**** Available data
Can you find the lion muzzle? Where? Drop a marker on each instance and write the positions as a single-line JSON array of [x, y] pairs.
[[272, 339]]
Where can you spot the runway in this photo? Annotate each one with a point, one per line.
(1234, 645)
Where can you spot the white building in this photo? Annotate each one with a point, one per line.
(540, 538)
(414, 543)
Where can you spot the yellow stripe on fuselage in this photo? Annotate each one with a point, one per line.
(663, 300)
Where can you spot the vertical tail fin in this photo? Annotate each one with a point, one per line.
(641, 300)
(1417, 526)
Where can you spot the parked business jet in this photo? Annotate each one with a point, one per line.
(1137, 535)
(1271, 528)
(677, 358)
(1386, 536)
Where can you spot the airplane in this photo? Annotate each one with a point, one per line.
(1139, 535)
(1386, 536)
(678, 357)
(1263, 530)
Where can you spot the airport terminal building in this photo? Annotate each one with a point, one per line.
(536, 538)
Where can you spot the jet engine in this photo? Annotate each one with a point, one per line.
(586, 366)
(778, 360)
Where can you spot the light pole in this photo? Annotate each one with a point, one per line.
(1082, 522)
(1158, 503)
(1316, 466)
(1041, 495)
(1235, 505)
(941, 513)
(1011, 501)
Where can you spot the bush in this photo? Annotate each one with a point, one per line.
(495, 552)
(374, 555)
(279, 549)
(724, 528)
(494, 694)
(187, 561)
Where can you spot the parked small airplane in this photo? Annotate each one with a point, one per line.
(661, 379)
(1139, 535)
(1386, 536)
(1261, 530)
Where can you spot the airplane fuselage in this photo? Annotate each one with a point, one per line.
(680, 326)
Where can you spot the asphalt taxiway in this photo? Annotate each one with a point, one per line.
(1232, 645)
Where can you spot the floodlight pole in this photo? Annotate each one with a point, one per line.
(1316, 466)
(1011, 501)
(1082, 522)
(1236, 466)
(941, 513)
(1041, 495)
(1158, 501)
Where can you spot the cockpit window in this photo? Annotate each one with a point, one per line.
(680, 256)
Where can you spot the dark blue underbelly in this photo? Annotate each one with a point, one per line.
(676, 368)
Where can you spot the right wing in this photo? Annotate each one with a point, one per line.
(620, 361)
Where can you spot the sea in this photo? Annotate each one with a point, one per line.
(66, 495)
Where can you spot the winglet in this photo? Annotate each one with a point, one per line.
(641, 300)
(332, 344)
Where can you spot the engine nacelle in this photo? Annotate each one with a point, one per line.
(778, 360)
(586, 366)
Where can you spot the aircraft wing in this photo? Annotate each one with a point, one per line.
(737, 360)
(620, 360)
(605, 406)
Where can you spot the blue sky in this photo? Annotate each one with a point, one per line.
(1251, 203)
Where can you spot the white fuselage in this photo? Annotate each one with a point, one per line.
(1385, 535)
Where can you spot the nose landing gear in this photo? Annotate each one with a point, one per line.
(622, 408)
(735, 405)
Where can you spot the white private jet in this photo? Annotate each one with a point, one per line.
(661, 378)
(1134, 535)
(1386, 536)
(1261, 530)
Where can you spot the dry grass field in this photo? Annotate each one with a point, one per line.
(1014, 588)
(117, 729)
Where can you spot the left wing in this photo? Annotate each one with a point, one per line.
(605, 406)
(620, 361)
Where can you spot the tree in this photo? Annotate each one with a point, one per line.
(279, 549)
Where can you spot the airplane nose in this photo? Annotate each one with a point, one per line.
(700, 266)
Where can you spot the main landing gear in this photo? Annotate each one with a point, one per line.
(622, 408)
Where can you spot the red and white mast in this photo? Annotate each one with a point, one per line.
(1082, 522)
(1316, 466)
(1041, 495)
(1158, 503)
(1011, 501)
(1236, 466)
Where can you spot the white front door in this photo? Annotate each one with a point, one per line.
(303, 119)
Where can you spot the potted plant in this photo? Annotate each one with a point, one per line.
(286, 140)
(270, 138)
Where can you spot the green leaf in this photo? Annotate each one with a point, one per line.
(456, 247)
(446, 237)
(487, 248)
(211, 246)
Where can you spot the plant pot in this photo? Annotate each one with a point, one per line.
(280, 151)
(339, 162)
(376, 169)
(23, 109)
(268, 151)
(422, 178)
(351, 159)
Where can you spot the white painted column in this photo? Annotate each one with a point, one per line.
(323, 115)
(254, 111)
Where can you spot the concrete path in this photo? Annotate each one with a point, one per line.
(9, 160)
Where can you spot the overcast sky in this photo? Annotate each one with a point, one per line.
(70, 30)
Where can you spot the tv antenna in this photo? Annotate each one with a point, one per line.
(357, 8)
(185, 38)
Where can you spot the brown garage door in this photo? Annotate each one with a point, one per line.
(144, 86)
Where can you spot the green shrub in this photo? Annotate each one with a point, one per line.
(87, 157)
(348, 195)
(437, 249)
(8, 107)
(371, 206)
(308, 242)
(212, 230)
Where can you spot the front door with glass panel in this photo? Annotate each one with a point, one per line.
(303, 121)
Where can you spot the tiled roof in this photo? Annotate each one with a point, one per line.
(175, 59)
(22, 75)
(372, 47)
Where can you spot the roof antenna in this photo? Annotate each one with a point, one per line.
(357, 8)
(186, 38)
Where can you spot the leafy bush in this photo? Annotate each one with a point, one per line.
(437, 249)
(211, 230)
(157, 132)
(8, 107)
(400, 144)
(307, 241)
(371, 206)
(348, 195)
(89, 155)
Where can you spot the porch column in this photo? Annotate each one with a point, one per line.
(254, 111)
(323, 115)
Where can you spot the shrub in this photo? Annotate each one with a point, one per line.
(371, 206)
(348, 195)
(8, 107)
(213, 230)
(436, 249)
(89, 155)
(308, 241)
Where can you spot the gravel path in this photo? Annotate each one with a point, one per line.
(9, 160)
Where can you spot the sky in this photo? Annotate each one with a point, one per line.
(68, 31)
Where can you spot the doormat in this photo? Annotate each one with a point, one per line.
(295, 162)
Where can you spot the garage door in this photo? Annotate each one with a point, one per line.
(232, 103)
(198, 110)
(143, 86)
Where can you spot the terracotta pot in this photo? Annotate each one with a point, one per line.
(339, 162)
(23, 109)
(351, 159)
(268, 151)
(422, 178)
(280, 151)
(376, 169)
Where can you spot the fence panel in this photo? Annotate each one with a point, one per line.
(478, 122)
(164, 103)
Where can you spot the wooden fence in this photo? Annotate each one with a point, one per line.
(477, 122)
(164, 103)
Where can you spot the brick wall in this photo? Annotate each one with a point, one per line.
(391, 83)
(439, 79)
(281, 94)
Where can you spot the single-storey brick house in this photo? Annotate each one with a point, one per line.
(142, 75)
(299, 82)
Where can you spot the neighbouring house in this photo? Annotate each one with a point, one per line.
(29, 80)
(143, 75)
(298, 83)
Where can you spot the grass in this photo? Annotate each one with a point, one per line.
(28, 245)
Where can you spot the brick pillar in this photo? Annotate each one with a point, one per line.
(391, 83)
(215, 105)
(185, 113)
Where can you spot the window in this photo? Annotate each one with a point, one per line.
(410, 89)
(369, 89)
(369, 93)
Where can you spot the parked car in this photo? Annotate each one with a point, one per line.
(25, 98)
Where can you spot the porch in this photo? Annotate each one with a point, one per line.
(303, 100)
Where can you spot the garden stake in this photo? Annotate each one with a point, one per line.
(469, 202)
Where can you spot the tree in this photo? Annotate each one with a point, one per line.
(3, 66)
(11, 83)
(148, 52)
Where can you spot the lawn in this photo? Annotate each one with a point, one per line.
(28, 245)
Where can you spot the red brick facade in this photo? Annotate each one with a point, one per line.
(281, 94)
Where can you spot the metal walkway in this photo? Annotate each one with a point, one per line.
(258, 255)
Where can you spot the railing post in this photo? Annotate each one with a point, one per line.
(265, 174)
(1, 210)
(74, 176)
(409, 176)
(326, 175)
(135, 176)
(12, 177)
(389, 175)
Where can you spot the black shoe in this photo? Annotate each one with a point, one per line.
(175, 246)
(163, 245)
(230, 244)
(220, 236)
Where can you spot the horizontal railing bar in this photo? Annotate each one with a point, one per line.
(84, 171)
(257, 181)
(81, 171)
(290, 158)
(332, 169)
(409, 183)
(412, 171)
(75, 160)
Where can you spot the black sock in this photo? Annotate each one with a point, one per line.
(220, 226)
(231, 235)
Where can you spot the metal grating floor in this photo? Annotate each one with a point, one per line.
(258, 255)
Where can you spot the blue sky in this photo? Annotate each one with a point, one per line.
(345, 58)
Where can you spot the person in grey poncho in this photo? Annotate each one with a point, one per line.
********
■ **Your objective**
Write out the lines above, starting at the line that contains "Where can you spot the metal walkway" and ending with the final line, and nothing else; copy them exactly.

■ **Answer space**
Where can you spot the metal walkway in this photo? Annotate each one with a point, one per line.
(258, 255)
Where can you spot the railing post in this photo? Annotate each one with a point, one per line.
(265, 174)
(1, 210)
(74, 176)
(409, 176)
(326, 175)
(135, 176)
(12, 177)
(389, 175)
Where can you spot the black shoe in this photo? Annotate each one with a point, one per line.
(175, 246)
(163, 245)
(230, 244)
(220, 236)
Where can you spot the horizontal railing bar in this photo? Annotate each one with a point, one per line.
(84, 171)
(257, 181)
(81, 171)
(290, 158)
(332, 169)
(409, 183)
(412, 171)
(75, 160)
Where can you spot the black sock in this photo? Annotate each one with a point, one per line.
(220, 226)
(231, 235)
Where can you spot the metal grating floor in this photo? Annotate each one with a point, one per line.
(258, 255)
Where can you spot the blue sky in this photo? Annotate each one with a point, one per line.
(345, 58)
Where can you spot the person in grey poncho in this photo? Annotate each one with a point, one per line.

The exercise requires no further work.